Collected data
=-=-=-=-=

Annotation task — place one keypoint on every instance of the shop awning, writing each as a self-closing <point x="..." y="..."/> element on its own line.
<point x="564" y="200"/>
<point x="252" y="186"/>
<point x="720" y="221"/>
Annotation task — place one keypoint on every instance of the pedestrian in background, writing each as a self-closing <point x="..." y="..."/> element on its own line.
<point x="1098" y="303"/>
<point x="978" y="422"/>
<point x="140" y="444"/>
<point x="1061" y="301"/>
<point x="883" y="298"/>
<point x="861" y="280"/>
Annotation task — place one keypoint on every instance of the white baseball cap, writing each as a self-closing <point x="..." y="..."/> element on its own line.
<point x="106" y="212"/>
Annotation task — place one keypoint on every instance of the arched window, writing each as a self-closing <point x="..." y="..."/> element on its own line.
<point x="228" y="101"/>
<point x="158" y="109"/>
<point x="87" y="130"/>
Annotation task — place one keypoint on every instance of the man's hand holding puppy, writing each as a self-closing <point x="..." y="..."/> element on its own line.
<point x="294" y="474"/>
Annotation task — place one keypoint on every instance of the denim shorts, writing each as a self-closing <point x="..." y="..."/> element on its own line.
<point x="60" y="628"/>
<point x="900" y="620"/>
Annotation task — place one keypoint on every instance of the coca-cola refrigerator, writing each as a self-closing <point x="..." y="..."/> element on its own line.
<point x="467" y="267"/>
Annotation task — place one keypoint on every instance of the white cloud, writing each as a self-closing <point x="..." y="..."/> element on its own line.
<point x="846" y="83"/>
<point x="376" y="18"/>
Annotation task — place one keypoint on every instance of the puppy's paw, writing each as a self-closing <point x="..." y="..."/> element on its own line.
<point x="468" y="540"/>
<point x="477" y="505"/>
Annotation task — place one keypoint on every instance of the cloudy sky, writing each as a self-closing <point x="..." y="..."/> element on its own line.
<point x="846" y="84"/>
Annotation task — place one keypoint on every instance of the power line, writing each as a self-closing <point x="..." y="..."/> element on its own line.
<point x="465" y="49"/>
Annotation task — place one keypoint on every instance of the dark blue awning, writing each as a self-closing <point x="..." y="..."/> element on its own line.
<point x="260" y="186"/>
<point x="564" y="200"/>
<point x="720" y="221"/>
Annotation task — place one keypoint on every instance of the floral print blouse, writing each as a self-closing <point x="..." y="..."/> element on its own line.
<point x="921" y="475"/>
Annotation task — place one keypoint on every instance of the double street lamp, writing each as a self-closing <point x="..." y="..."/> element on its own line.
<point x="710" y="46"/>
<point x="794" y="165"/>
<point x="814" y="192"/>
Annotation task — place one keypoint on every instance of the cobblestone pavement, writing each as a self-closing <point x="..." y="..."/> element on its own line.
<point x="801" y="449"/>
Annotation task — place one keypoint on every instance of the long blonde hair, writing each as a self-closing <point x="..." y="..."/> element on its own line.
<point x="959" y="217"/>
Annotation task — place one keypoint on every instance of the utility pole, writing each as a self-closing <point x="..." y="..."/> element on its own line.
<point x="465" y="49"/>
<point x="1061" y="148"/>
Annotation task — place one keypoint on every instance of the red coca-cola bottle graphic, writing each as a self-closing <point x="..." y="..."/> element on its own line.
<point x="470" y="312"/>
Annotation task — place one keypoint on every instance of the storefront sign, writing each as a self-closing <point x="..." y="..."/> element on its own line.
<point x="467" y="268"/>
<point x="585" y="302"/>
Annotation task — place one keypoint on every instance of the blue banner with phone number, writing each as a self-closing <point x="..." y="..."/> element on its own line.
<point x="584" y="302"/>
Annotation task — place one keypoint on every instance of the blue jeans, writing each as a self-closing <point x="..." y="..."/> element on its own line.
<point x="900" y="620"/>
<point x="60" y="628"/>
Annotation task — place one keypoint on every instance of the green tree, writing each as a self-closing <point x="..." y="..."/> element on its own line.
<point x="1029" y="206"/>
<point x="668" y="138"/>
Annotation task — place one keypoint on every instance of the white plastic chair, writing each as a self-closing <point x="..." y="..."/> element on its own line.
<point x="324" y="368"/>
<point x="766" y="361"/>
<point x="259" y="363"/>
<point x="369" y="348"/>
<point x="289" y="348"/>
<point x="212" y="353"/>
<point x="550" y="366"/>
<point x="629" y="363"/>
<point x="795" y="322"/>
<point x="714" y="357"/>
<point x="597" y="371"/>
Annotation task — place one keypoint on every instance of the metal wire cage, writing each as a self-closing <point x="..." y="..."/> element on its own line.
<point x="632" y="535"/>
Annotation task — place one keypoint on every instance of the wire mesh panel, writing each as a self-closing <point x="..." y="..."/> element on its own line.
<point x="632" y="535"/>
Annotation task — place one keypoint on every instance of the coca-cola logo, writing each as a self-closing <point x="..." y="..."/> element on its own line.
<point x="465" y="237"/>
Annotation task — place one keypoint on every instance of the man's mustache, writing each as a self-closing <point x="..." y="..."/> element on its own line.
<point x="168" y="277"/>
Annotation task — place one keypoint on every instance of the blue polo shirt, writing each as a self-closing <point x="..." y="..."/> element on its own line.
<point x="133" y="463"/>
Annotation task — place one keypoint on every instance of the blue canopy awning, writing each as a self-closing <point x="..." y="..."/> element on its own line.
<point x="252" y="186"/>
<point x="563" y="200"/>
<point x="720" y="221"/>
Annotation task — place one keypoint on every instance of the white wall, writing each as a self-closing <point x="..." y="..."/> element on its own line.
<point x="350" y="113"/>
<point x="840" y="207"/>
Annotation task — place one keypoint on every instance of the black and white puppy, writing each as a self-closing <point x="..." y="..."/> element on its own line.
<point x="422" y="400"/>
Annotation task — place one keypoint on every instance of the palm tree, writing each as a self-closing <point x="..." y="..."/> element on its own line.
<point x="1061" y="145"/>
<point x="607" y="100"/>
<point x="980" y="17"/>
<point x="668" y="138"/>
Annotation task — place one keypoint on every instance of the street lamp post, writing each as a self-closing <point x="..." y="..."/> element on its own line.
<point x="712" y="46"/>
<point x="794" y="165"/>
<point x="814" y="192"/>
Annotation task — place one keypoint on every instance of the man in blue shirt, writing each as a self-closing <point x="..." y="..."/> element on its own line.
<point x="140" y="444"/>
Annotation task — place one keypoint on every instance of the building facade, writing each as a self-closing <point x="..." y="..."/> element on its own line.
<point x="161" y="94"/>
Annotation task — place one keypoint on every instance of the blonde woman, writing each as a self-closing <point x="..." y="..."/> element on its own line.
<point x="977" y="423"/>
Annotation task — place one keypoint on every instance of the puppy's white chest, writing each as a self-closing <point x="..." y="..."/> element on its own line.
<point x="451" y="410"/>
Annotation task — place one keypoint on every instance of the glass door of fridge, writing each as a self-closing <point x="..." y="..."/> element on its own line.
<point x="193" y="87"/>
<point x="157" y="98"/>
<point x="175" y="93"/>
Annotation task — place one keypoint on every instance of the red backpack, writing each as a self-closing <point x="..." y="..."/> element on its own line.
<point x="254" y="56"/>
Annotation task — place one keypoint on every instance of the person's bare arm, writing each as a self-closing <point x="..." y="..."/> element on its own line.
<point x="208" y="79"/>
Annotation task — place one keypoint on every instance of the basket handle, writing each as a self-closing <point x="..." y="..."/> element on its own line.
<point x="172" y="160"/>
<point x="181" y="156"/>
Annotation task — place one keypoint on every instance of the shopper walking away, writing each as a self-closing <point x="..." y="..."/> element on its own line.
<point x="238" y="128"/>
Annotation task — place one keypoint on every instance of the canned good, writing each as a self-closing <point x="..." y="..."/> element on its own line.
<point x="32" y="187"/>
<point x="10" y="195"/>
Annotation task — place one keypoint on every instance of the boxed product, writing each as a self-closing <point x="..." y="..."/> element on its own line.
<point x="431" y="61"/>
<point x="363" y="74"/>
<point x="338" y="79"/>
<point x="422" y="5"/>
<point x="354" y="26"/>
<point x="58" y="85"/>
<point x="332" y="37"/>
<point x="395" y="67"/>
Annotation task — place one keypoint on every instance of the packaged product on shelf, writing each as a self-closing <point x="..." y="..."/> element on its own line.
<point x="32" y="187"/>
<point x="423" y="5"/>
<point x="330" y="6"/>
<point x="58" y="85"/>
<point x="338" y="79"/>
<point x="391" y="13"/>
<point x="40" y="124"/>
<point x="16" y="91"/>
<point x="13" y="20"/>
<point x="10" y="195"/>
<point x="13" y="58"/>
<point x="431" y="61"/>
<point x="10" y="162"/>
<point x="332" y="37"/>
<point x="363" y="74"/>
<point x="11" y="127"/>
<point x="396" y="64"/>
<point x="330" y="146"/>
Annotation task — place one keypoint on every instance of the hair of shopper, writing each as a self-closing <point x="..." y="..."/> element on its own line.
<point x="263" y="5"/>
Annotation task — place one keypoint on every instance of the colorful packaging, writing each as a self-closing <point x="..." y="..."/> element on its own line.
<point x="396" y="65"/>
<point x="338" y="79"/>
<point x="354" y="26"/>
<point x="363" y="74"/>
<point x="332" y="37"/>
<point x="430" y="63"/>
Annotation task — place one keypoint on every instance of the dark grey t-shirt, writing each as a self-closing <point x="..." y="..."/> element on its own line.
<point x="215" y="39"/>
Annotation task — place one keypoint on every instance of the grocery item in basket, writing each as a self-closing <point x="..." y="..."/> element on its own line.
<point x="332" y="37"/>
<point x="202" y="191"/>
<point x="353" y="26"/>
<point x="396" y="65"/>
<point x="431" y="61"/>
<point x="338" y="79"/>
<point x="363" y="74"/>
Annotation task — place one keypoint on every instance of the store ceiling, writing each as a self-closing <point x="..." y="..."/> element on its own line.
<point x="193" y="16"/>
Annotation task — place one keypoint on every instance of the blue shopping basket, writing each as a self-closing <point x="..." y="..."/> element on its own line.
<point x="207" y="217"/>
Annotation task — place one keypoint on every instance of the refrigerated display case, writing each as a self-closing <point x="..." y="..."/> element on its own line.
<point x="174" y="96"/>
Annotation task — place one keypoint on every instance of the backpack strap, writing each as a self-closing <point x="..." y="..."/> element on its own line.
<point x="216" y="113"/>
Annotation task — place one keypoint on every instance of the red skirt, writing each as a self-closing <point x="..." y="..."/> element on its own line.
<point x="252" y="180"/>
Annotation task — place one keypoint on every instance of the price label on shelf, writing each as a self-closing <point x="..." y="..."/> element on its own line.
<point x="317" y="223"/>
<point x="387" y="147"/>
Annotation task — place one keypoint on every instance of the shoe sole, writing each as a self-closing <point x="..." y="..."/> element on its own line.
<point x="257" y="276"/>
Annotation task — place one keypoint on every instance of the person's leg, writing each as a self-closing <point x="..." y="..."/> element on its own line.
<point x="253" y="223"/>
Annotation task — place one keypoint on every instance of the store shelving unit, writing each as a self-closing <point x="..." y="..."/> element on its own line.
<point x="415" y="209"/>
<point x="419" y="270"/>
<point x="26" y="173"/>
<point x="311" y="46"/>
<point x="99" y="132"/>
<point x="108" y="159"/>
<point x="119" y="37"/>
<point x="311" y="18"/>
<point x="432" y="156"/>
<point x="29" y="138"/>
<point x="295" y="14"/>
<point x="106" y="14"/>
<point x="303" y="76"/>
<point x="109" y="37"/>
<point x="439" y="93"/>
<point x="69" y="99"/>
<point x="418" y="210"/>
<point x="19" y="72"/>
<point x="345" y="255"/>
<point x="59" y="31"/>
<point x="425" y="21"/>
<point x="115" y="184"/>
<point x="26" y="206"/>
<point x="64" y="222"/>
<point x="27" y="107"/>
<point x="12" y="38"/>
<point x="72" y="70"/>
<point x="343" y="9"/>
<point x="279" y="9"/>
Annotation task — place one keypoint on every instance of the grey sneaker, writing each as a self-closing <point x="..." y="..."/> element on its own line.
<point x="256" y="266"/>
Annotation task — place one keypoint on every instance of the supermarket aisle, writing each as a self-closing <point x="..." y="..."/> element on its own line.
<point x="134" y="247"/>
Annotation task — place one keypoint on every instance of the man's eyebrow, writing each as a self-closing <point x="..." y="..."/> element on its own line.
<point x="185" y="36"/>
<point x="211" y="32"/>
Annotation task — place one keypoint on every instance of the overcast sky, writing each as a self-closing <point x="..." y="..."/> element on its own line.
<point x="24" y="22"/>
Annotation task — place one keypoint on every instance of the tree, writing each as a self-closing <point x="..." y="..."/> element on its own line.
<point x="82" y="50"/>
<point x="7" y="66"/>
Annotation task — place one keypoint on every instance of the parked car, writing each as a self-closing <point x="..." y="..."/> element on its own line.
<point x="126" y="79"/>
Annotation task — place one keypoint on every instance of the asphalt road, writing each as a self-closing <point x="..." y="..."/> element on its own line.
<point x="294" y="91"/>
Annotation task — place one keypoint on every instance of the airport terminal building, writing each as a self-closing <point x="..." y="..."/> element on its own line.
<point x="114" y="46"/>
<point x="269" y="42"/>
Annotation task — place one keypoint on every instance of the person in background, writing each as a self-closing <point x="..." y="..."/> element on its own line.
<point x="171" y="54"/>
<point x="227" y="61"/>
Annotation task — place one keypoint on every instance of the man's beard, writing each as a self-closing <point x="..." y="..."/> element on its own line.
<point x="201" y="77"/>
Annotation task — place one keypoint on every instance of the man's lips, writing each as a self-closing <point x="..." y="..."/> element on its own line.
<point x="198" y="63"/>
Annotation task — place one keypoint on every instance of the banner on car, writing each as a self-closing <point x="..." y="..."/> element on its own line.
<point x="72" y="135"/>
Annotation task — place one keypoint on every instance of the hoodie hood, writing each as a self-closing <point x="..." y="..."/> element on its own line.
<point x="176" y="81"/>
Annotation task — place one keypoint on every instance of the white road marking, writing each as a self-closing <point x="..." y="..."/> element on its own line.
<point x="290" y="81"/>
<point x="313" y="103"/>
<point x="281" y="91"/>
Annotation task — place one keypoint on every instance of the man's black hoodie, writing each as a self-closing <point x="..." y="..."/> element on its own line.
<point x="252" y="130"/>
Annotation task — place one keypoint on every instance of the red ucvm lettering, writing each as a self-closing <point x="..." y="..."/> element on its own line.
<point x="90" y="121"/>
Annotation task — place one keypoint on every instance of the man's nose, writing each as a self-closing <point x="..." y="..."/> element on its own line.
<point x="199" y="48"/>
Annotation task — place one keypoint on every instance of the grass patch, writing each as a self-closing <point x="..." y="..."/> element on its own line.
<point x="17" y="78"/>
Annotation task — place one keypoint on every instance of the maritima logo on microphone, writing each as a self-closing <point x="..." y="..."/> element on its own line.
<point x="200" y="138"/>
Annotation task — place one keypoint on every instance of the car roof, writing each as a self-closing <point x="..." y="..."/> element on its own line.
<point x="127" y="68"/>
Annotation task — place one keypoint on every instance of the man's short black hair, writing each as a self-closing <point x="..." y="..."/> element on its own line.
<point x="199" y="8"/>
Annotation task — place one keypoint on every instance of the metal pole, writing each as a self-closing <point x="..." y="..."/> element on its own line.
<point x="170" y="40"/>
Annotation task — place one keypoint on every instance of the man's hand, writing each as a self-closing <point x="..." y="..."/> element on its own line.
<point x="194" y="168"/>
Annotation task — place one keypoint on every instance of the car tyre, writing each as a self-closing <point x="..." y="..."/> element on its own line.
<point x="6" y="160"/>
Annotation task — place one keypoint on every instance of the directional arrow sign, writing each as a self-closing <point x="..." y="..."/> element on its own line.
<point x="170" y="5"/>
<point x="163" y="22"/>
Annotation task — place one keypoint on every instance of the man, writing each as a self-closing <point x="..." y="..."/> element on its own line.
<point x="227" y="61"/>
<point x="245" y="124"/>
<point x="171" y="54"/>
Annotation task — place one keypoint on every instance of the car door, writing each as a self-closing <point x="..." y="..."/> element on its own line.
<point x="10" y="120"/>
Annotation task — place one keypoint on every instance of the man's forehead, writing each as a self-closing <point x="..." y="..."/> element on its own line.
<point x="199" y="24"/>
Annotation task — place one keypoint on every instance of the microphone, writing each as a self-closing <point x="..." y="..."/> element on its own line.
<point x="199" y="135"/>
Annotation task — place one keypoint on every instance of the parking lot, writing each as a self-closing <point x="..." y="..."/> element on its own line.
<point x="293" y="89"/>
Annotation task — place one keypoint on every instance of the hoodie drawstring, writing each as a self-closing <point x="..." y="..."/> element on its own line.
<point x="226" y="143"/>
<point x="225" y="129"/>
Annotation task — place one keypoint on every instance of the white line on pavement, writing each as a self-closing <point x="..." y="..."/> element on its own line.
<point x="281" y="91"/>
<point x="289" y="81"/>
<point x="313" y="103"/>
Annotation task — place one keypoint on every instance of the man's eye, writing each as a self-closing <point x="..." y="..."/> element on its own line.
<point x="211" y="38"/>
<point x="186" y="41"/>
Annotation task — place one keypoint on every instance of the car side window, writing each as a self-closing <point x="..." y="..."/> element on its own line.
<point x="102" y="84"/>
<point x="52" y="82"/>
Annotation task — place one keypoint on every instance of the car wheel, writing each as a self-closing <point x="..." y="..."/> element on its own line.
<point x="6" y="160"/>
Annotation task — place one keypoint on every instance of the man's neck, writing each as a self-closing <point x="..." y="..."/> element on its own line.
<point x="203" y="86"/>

=-=-=-=-=

## Set exercise
Rewrite the stretch from the line containing "man's neck, writing" through the end of the data, swapping "keypoint" for "marker" and keeping everything else the same.

## Response
Annotation task — place one marker on every instance of the man's neck, writing each as a self-closing <point x="..." y="..."/> element on its own line.
<point x="203" y="86"/>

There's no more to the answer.